_DIRECTIVE A_:
Copy the stretch of the passage on metaxy from "Hillman’s reading is" through "is at home." word for word.

_PAGE_:
Metaxy (μεταξύ) — “between” — is the Platonic term for the middle region that is neither one pole nor the other. Diotima in the Symposium names Eros as a daimon who is metaxy theou kai thnetou — between god and mortal — and the Phaedrus extends the structure: the winged soul, the chariot’s upward flight, the lover’s beholding of beauty that is neither the Form itself nor mere sensible object, all inhabit the between.

Hillman’s reading is definitive for the Seba tradition: “these attempts to describe Eros by the conventionally erotic fail to recognize the metaxy, the mediate nature of erotic experience. The compulsive urge of the behavior pattern is self-inhibited by the other end of the same eros spectrum. Eros, as intermediary, creates his own psychic space, his own world between” (Hillman 1972). The erotic is not reducible to compulsion nor to sublimation; it generates the middle region in which psyche itself is at home.

_SOURCE DATA_:
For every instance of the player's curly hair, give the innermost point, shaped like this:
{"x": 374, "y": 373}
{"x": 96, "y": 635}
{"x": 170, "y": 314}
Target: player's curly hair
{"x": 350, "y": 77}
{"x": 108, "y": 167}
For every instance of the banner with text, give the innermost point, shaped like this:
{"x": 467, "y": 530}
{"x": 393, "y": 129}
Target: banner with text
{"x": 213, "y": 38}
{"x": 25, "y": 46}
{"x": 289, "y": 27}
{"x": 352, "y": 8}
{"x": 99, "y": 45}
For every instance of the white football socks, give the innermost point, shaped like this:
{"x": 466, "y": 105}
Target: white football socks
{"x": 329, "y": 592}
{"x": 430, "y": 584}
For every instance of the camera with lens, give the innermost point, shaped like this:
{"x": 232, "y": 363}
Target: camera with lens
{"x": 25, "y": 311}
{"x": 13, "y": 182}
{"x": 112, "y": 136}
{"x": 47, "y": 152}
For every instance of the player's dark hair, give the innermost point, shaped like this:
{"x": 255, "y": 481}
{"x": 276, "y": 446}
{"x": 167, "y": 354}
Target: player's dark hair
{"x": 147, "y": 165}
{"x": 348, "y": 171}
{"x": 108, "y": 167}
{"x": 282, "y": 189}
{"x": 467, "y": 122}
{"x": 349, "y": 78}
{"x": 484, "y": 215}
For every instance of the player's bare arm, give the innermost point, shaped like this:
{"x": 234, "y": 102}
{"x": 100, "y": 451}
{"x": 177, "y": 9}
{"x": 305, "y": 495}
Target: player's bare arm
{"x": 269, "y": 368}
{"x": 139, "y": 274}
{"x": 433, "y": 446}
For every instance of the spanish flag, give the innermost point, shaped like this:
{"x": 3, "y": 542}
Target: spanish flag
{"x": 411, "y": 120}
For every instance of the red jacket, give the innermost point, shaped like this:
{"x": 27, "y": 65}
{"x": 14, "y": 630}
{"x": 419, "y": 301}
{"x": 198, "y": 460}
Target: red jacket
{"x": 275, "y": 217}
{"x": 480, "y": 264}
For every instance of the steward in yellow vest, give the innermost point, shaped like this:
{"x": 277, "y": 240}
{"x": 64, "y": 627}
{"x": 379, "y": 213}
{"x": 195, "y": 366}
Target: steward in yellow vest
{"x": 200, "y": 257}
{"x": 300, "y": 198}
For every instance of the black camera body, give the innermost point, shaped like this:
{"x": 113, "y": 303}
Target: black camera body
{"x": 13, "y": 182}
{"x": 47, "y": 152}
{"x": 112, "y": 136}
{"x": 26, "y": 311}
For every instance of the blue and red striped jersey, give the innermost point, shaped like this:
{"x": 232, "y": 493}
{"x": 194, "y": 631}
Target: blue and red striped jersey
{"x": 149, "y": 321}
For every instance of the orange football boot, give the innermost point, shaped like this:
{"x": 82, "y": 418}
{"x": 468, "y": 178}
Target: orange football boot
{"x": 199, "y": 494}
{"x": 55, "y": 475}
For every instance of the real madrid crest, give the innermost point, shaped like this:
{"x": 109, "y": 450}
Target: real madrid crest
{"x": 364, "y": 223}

_DIRECTIVE B_:
Arrange the lines of the listing from the line containing "For every instance of the real" through the end of the listing as a Markdown table with the columns Row and Line, where Row holds a running number and Line holds the line itself, omitting any blank lines.

_COMPLETE OUTPUT A_:
Hillman’s reading is definitive for the Seba tradition: “these attempts to describe Eros by the conventionally erotic fail to recognize the metaxy, the mediate nature of erotic experience. The compulsive urge of the behavior pattern is self-inhibited by the other end of the same eros spectrum. Eros, as intermediary, creates his own psychic space, his own world between” (Hillman 1972). The erotic is not reducible to compulsion nor to sublimation; it generates the middle region in which psyche itself is at home.

_COMPLETE OUTPUT B_:
| Row | Line |
|---|---|
| 1 | For every instance of the real madrid crest, give the innermost point, shaped like this: |
| 2 | {"x": 109, "y": 450} |
| 3 | Target: real madrid crest |
| 4 | {"x": 364, "y": 223} |